* [Work required]:
Please reproduce all of the items below word for word, leaving out the pictures.

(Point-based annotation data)
[start]
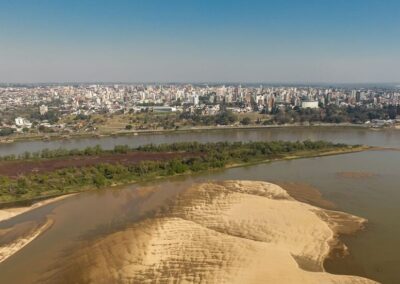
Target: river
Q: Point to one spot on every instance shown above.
(365, 184)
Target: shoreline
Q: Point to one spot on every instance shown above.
(237, 231)
(8, 213)
(304, 155)
(122, 133)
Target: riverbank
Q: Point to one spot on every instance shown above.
(50, 137)
(217, 232)
(155, 170)
(8, 213)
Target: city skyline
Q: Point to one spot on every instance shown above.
(200, 42)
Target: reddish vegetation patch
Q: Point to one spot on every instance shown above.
(18, 168)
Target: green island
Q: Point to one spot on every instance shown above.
(33, 176)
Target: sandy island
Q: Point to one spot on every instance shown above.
(15, 238)
(217, 232)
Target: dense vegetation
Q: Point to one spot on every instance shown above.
(212, 156)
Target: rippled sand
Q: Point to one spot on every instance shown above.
(220, 232)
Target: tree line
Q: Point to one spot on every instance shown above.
(211, 156)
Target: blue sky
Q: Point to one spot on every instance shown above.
(200, 41)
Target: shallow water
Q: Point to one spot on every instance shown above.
(374, 252)
(386, 137)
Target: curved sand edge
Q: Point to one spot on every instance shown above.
(9, 213)
(216, 232)
(15, 245)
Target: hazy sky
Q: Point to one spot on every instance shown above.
(200, 41)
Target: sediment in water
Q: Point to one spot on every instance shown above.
(217, 232)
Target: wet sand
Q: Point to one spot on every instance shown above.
(216, 232)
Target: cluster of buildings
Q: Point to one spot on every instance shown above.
(87, 99)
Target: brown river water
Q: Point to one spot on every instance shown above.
(366, 184)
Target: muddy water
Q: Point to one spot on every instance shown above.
(387, 138)
(375, 253)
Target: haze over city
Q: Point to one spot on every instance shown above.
(200, 141)
(200, 41)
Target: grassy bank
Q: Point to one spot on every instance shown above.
(209, 156)
(56, 136)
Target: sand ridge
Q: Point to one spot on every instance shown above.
(216, 232)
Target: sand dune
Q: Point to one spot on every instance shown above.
(225, 232)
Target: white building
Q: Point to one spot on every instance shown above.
(309, 104)
(22, 122)
(43, 109)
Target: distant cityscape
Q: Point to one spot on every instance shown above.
(40, 107)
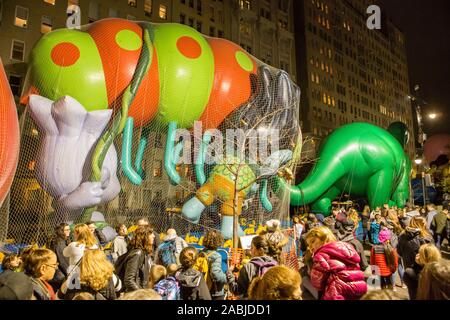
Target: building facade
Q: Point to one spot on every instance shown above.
(347, 72)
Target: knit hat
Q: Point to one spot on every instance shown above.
(384, 235)
(15, 286)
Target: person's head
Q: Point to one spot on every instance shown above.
(11, 262)
(95, 269)
(141, 294)
(142, 221)
(428, 253)
(188, 257)
(16, 286)
(382, 294)
(213, 239)
(259, 246)
(157, 272)
(121, 230)
(83, 235)
(83, 296)
(418, 222)
(319, 236)
(172, 269)
(278, 283)
(63, 231)
(143, 239)
(434, 281)
(41, 264)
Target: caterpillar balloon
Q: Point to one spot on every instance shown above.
(115, 75)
[end]
* [Solved problem]:
Target: river
Q: Point to one spot on every instance shown above.
(365, 184)
Target: shoreline
Q: Point to one spot on every instance shown above.
(237, 231)
(8, 213)
(304, 155)
(122, 133)
Target: riverbank
Q: Point to one spot on every instance shown above.
(50, 137)
(217, 232)
(155, 170)
(8, 213)
Target: city skyline
Q: Point to one spot on every instance shown above.
(200, 42)
Target: reddish vegetation patch
Q: Point to one spot on every instance shown above.
(18, 168)
Target: green island
Q: Point to one spot on every instance shown above.
(33, 176)
Target: sandy island
Q: Point to one spot on every instance shown above.
(15, 238)
(217, 232)
Target: dense vegetation
Q: Point to one spot on every instance shown above.
(212, 156)
Target: rippled sand
Q: Point to one spot on every instance shown above.
(220, 232)
Target: tree line
Q: Point to one spot on every instance shown above.
(211, 156)
Target: blue sky
Q: Point to one spot on every instance shown above.
(200, 41)
Target: shallow water
Q: Point to one spot on every instance shown above.
(374, 252)
(386, 137)
Target: curved sand edge
Q: Point to one spot on every instance shown above.
(9, 213)
(216, 232)
(15, 245)
Target: hazy sky
Q: Point to one spot on every instance shown above.
(200, 41)
Target: sediment in water
Q: Point to one spot on every instance shown above.
(217, 232)
Target: wet sand
Q: Point to one spot on every instance shown above.
(216, 232)
Target: cluster of buildings
Q: Point to one spot on every instance shown above.
(87, 99)
Target: brown river water
Q: Point to one spot on every instance shown above.
(366, 184)
Target: muddy water
Q: Point to one spot on every instance shown above.
(387, 138)
(375, 253)
Target: haze over city
Q: Point to one spot on every instance shown above.
(200, 141)
(200, 41)
Target: grassy bank
Q: Point to one spot on every instance shown above.
(209, 156)
(56, 136)
Target: sand ridge
Q: Point to one spot on every instance shown above.
(216, 232)
Target: sand dune
Q: Point to one spot on every instance shown above.
(225, 232)
Target: white building
Q: Point to one spot on every instance shown above.
(309, 104)
(22, 122)
(43, 109)
Target: distant cityscape
Q: Point to one spot on every instance shown above.
(40, 107)
Target: building facade
Q: Point to one spot on every instance shown above.
(347, 72)
Target: knit hat
Q: Point to one spot on every instance shown above.
(384, 235)
(15, 286)
Target: person's head
Q: Point to one spot on every instance shown above.
(11, 262)
(95, 269)
(141, 294)
(142, 221)
(428, 253)
(188, 257)
(16, 286)
(382, 294)
(213, 239)
(259, 246)
(157, 272)
(121, 230)
(83, 235)
(83, 296)
(418, 222)
(319, 236)
(172, 269)
(278, 283)
(63, 231)
(143, 239)
(434, 281)
(41, 264)
Target: caterpillar balloon
Q: Point to one spot on every instance shown above.
(115, 75)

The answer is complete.